### REQUEST
Locate and copy every line of the listing below that contains the word "doorway", matching case exactly.

--- begin TASK INPUTS ---

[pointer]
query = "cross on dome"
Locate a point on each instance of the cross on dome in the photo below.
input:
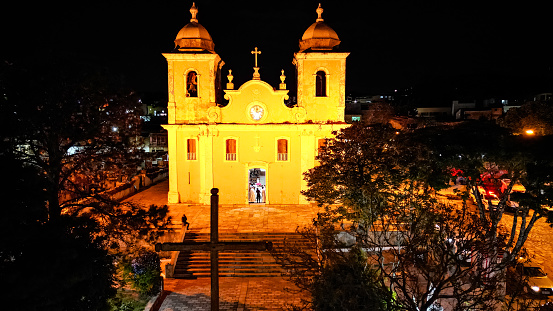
(319, 13)
(255, 52)
(256, 75)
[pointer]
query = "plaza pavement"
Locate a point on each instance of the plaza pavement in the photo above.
(236, 293)
(271, 293)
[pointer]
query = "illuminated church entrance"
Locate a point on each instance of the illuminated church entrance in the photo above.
(257, 190)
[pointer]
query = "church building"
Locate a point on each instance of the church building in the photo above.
(245, 140)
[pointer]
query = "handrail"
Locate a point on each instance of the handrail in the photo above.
(175, 255)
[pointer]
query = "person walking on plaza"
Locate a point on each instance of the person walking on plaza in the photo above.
(185, 221)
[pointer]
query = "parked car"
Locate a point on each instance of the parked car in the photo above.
(535, 281)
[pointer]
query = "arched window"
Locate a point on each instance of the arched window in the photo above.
(320, 84)
(231, 150)
(192, 84)
(282, 150)
(191, 149)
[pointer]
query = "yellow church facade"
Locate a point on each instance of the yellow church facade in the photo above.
(246, 141)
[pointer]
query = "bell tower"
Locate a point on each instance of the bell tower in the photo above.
(321, 73)
(194, 74)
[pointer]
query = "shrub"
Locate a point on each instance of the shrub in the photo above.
(143, 273)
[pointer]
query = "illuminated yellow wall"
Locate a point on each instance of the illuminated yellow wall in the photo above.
(190, 180)
(256, 148)
(332, 106)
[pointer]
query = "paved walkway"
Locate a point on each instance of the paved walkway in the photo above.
(259, 293)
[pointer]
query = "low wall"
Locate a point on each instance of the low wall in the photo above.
(138, 183)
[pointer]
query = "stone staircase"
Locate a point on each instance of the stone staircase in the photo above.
(196, 264)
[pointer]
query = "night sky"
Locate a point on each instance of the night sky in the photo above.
(489, 48)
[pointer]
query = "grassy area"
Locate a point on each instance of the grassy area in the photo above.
(128, 300)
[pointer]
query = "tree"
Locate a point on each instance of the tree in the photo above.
(333, 278)
(385, 185)
(66, 127)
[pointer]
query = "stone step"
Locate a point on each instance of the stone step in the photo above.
(196, 264)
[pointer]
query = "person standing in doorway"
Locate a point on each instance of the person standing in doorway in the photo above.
(185, 221)
(251, 196)
(263, 196)
(258, 195)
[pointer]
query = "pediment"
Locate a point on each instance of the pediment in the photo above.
(255, 102)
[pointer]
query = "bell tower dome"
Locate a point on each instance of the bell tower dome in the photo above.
(321, 73)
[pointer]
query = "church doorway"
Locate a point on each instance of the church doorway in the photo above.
(257, 189)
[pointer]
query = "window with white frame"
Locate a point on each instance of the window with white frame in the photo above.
(191, 149)
(282, 149)
(230, 149)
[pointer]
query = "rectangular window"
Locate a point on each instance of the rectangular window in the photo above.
(191, 149)
(320, 84)
(282, 150)
(231, 150)
(321, 143)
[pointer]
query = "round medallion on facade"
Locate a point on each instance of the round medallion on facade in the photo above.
(257, 112)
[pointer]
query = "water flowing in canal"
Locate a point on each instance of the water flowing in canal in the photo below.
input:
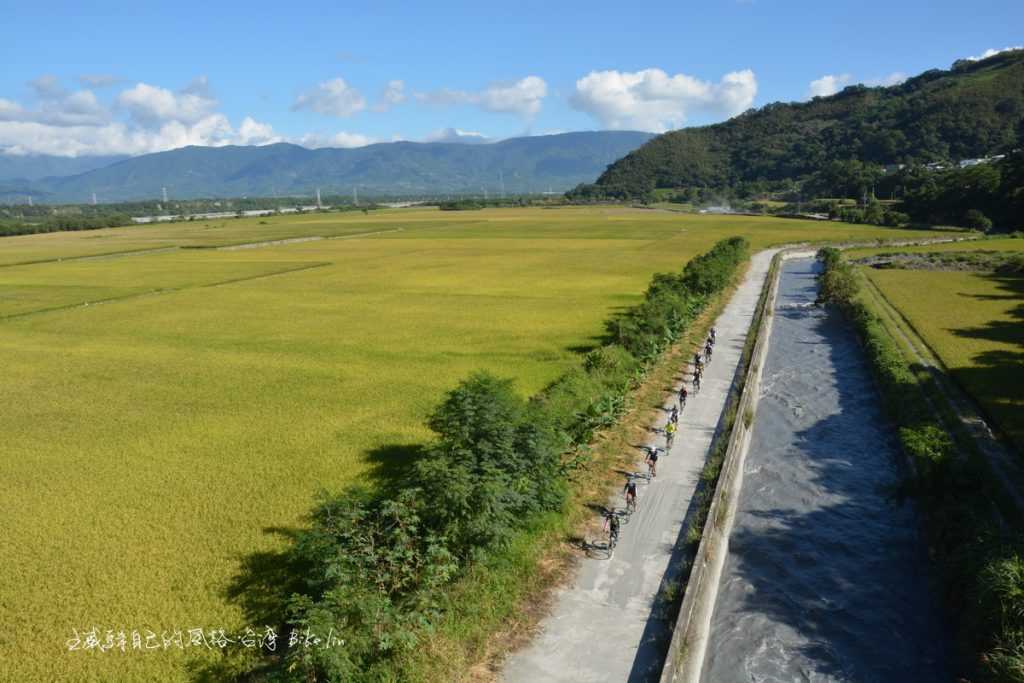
(826, 578)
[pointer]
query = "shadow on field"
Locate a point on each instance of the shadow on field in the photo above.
(996, 378)
(266, 580)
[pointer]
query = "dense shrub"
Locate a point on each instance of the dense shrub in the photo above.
(376, 573)
(496, 460)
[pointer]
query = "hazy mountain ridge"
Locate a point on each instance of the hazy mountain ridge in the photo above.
(522, 164)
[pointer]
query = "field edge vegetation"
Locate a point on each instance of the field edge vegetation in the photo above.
(978, 557)
(383, 568)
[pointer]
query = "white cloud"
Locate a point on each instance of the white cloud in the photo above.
(523, 97)
(47, 87)
(650, 99)
(457, 135)
(145, 118)
(990, 52)
(339, 139)
(254, 132)
(153, 105)
(10, 111)
(828, 85)
(153, 119)
(893, 79)
(334, 97)
(97, 80)
(393, 94)
(23, 137)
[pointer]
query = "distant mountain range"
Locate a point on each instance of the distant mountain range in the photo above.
(521, 165)
(34, 167)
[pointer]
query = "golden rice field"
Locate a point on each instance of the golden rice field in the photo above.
(975, 323)
(153, 439)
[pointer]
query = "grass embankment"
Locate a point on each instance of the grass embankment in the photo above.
(974, 545)
(156, 444)
(494, 608)
(973, 322)
(716, 457)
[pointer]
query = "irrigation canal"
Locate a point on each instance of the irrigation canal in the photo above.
(826, 575)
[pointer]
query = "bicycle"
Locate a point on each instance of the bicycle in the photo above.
(611, 524)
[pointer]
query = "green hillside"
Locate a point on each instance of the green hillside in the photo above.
(974, 110)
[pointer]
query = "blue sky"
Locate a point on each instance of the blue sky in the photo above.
(130, 78)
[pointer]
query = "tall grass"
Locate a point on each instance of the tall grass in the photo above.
(978, 557)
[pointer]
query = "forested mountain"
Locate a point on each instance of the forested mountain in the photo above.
(522, 164)
(974, 110)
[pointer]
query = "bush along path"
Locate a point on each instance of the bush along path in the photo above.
(975, 543)
(443, 542)
(611, 623)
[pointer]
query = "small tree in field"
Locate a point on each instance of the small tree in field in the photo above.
(976, 220)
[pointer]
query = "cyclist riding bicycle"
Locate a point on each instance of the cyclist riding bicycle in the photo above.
(611, 526)
(630, 491)
(652, 461)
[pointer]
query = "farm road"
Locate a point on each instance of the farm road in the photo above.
(607, 625)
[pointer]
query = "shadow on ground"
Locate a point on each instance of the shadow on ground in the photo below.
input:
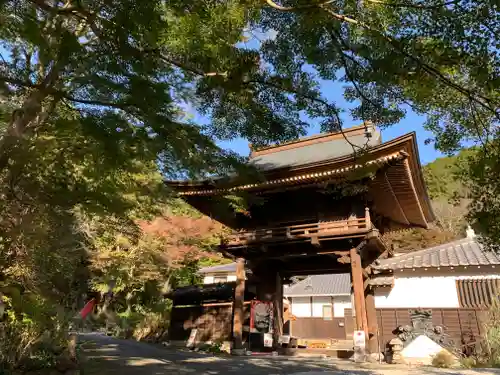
(106, 355)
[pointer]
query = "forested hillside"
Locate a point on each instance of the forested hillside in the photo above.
(448, 195)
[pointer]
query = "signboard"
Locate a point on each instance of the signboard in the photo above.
(359, 339)
(284, 339)
(268, 340)
(261, 317)
(192, 338)
(87, 309)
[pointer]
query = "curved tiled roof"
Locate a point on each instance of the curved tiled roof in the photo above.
(464, 252)
(231, 267)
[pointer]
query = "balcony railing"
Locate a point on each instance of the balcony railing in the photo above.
(311, 231)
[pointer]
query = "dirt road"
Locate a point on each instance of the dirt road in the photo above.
(106, 355)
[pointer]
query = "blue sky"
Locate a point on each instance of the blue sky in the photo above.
(334, 92)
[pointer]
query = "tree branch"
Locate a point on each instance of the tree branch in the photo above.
(298, 7)
(414, 5)
(478, 98)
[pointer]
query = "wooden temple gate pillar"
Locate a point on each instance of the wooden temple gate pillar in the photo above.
(238, 306)
(270, 289)
(358, 291)
(371, 317)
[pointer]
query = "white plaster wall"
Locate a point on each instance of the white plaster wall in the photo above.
(301, 307)
(340, 303)
(208, 279)
(436, 292)
(318, 303)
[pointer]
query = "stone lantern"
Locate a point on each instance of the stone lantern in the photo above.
(396, 346)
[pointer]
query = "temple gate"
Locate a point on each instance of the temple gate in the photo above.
(319, 205)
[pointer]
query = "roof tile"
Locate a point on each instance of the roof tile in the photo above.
(464, 252)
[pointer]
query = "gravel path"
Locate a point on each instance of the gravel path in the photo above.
(106, 355)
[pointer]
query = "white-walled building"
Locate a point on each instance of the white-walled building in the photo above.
(459, 274)
(320, 296)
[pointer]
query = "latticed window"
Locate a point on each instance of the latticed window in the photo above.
(477, 293)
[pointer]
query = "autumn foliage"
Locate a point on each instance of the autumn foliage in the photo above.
(185, 237)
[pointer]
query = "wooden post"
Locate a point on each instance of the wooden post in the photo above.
(359, 291)
(371, 317)
(367, 218)
(278, 309)
(239, 299)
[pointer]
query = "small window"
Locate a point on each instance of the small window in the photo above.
(220, 279)
(327, 312)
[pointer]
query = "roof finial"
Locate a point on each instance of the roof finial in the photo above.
(470, 232)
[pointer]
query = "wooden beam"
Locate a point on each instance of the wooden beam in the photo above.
(371, 317)
(359, 291)
(344, 259)
(335, 252)
(239, 299)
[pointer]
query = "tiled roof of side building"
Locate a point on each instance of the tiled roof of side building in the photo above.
(315, 151)
(230, 267)
(321, 285)
(464, 252)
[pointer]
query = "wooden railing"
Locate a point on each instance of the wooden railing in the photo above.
(315, 230)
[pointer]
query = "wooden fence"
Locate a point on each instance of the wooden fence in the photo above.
(212, 321)
(456, 322)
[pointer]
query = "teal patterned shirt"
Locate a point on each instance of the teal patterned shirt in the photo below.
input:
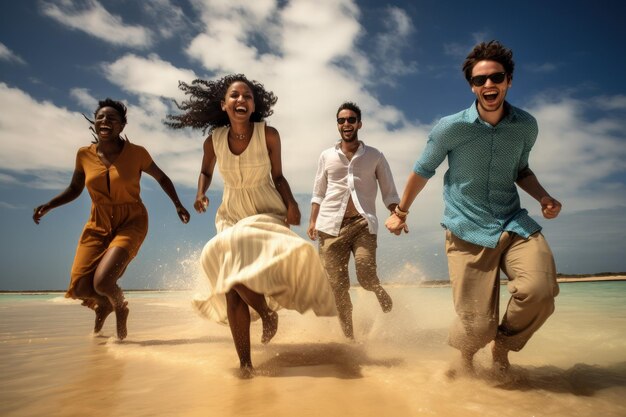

--- end TASK INPUTS ---

### EXERCISE RESPONSE
query = "person standing in doorway"
Locate a point on each instance of the person standing in doorway in the photo above.
query = "church doorway"
Locate a point on each instance of the church doorway in the photo above.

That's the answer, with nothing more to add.